Texto fornecido:
Fronteiras, integração e paradiplomacia | Monções – Revista de Relações Internacionais | 2017
As relações internacionais são permeáveis a mudanças. Consequentemente, a análise do comportamento dos atores internacionais não pode ficar resumida a uma única visão de mundo ou de um único modelo proposto.
Acompanhando as mudanças globais ocorridas nas últimas décadas, novos atores se beneficiam das ações cooperativas internacionais, dos novos ambientes decisórios e de políticas públicas nacionais que buscam a inserção e a indução nestes novos espaços. Desta maneira, as entidades subnacionais têm-se qualificado cada vez mais para participar das oportunidades ofertadas neste cenário, a descentralização das ações e a ampliação o rol de atores desta relação.
Ao passo que os Estados, sem colocar as suas soberanias em xeque, promovem ações de cooperação que vão além de suas fronteiras, aplicam critérios compatíveis, criam conexões internacionais. Apesar de uma conjuntura política e econômica atual que, no caso do Brasil, tem-se apresentado menos aberta a considerar a solidariedade com o “outro lado” da fronteira.
Mundo afora, a fronteira-cooperação parece estar sendo substituída pela noção de fronteira-segurança. O momento atual parece revelar um fechamento seletivo das fronteiras: aos refugiados, aos migrantes, aos direitos, colocando grandes desafios para a cooperação descentralizada transfronteiriça. A crise dos refugiados no Oriente Médio, com repercussões em várias regiões do mundo desenvolvido e em desenvolvimento, ilustra esse dilema posto em torno de como conceber a fronteira. As fronteiras facilitam o processo de aproximação e cooperação, todavia estas regiões, em certos casos, apresentam graves atrasos econômicos, sociais, em termos de segurança das populações e apresentam uma frágil infraestrutura devido a sua condição de periferia na organização de poder e em sua posição geográfica dentro do Estado. As guerras fazem da fronteira uma porta de saída obrigatória para refugiados e todos aqueles que se sentem ameaçados. Entretanto, a fronteira também é um ambiente propício para o desenvolvimento de ações de cooperação e de verificação de resultados práticos e concretos de políticas públicas no que chamamos de região de fronteira.

Detalhes do problema:
No texto sobre fronteiras, que noção parece estar substituindo a de fronteira-cooperação mundo afora? Os registros não têm relação alguma com o texto.

Registros extraídos:
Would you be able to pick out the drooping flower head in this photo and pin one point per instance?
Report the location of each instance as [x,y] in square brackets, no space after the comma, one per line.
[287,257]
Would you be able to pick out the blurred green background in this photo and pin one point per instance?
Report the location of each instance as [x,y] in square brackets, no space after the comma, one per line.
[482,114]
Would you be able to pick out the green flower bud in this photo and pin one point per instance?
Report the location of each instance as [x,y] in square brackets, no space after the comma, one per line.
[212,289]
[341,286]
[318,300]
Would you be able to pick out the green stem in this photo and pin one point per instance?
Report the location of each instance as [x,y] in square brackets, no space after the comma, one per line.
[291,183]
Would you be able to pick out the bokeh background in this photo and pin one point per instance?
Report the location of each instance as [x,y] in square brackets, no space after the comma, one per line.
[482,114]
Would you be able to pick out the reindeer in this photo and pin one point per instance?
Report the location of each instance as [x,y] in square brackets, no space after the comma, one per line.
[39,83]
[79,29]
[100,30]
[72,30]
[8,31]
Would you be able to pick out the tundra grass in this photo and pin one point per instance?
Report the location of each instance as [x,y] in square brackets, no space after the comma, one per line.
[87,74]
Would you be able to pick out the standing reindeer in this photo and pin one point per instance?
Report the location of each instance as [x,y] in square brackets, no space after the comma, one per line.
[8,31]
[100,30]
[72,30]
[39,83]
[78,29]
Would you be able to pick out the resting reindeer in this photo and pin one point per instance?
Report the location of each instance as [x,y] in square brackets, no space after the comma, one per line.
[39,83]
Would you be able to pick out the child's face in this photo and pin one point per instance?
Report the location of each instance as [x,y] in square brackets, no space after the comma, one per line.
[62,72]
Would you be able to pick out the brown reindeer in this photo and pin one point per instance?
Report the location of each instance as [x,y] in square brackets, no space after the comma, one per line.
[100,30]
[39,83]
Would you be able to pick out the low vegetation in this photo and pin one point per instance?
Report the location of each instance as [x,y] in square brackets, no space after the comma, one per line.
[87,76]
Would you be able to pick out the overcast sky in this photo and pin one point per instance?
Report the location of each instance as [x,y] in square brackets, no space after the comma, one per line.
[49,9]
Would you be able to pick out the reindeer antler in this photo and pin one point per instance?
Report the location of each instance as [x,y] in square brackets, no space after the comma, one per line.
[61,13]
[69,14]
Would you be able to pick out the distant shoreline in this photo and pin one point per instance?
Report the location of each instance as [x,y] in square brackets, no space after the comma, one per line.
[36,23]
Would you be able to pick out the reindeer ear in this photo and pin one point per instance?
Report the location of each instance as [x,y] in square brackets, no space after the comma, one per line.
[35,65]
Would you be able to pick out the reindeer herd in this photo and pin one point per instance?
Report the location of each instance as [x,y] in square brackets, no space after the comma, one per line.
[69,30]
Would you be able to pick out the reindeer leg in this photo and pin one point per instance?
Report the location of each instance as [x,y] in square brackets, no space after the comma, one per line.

Resposta completa:
A noção de fronteira-segurança.